[START Exercise material]
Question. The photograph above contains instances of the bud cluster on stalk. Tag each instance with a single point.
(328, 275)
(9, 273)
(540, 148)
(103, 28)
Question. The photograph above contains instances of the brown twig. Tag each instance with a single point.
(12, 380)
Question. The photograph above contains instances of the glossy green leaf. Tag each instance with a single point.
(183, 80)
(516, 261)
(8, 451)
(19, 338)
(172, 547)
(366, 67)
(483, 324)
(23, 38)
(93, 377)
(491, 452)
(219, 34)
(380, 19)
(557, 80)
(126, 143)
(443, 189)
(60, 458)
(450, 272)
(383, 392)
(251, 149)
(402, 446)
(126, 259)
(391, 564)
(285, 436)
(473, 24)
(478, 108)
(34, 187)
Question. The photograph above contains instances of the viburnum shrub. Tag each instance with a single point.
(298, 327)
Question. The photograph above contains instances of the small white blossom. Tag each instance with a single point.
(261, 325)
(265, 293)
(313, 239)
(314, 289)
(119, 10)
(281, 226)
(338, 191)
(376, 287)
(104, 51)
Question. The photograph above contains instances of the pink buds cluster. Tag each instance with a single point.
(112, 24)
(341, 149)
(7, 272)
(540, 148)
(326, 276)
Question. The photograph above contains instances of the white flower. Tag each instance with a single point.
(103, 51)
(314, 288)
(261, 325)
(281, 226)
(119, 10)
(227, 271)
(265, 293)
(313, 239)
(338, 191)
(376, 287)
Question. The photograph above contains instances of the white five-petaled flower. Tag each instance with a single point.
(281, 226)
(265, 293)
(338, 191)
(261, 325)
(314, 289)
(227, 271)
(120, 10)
[END Exercise material]
Job = Through the last line of the entries above, beginning at the line containing "Question. The photograph above contains instances of the brown", transcribe each line exactly, both ends included and nothing more.

Answer for this exercise =
Question. The photograph above contains instances of the brown twig. Tag each instance with a single point.
(12, 380)
Question. The photograph above contains instances of the glossy green leaf. Tag each instance with a single point.
(183, 80)
(516, 261)
(8, 451)
(19, 338)
(172, 547)
(366, 67)
(483, 324)
(23, 38)
(93, 377)
(491, 452)
(219, 34)
(380, 19)
(557, 80)
(126, 143)
(443, 189)
(60, 458)
(450, 272)
(383, 392)
(251, 149)
(402, 446)
(126, 259)
(391, 564)
(285, 436)
(473, 24)
(478, 108)
(34, 187)
Question. The photograph above contains instances of the viburnum shrub. Tag each instance with a single point.
(298, 327)
Question. The photograph above contains instances of the small white blossom. Tag each instance with a single point.
(261, 325)
(265, 293)
(313, 239)
(314, 289)
(119, 10)
(281, 226)
(338, 191)
(376, 287)
(104, 51)
Question. The photograph above contains instances of the pink buds cluster. Tag each instance with a single point.
(112, 24)
(341, 149)
(7, 272)
(540, 148)
(326, 276)
Question. The photograph above contains instances of the white flower. Tag each instance with a single point.
(103, 51)
(314, 288)
(261, 325)
(281, 226)
(119, 10)
(227, 271)
(265, 293)
(313, 239)
(338, 191)
(376, 287)
Question. The photograph above contains instances of the white five-petaled flower. Tag each instance with a single point.
(281, 226)
(265, 293)
(338, 191)
(261, 325)
(314, 289)
(227, 271)
(120, 10)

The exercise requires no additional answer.